**Task brief**
Could each record be written out again exactly as it stands?

**Input for this task**
◇ ◇ ◇ ◇

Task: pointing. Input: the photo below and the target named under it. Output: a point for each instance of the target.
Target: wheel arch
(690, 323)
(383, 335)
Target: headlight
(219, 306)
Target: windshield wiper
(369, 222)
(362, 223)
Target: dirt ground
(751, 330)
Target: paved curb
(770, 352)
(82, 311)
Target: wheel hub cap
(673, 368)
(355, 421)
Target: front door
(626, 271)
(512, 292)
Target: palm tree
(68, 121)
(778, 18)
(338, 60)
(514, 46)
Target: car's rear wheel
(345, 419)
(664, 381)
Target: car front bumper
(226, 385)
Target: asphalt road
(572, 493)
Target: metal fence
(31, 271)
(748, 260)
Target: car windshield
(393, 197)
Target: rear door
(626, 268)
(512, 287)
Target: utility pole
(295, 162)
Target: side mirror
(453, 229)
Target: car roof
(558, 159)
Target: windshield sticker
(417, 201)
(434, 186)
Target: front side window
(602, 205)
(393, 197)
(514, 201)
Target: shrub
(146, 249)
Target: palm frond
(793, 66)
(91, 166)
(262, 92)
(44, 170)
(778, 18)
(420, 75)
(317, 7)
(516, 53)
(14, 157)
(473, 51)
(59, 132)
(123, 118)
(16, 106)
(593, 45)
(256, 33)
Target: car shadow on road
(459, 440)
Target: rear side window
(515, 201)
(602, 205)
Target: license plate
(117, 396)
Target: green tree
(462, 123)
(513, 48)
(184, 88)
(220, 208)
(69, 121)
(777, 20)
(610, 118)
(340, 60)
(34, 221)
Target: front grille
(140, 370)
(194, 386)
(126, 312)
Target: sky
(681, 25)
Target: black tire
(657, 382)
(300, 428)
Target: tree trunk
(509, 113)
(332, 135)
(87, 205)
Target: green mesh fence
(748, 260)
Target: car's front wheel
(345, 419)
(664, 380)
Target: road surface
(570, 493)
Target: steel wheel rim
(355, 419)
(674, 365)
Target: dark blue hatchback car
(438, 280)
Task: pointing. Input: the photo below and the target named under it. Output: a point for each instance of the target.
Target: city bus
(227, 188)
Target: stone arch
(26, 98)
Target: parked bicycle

◇ ◇ ◇ ◇

**Reply**
Task: pointing. Input: the photo below and the target named under it. Output: a point for each instance of the target.
Target: wheel arch
(690, 323)
(383, 335)
Target: headlight
(219, 306)
Target: windshield wiper
(369, 222)
(362, 223)
Target: dirt ground
(751, 330)
Target: paved curb
(770, 352)
(82, 311)
Target: wheel hub cap
(673, 368)
(355, 421)
Target: front door
(626, 271)
(512, 292)
Target: palm tree
(68, 121)
(778, 18)
(338, 60)
(514, 46)
Target: car's rear wheel
(345, 419)
(664, 381)
Target: car front bumper
(226, 385)
Target: asphalt road
(572, 493)
Target: metal fence
(31, 271)
(748, 260)
Target: car windshield
(393, 197)
Target: rear door
(626, 268)
(512, 287)
Target: utility pole
(295, 162)
Target: side mirror
(453, 229)
Target: car roof
(558, 159)
Target: windshield sticker
(417, 201)
(434, 186)
Target: front side window
(602, 205)
(393, 197)
(514, 201)
Target: shrub
(146, 249)
Target: palm frond
(793, 66)
(91, 166)
(262, 92)
(44, 170)
(778, 18)
(420, 75)
(317, 7)
(516, 53)
(14, 157)
(473, 51)
(59, 132)
(123, 118)
(16, 106)
(593, 45)
(256, 33)
Target: car shadow on road
(459, 440)
Target: rear side window
(515, 201)
(602, 205)
Target: license plate
(117, 396)
Target: green tree
(462, 123)
(513, 48)
(184, 88)
(220, 208)
(69, 121)
(777, 20)
(610, 118)
(340, 60)
(34, 221)
Target: front grille
(140, 370)
(194, 386)
(126, 312)
Target: sky
(681, 25)
Target: black tire
(657, 382)
(300, 428)
Target: tree trunk
(509, 113)
(332, 135)
(87, 205)
Target: green mesh fence
(748, 260)
Target: car's front wheel
(345, 419)
(664, 380)
Target: road surface
(570, 493)
Target: steel wheel rim
(355, 419)
(674, 365)
Target: dark blue hatchback car
(438, 280)
Task: pointing. Input: the photo below and the target named under it. Output: a point for each instance of the target.
Target: city bus
(227, 188)
Target: stone arch
(26, 98)
Target: parked bicycle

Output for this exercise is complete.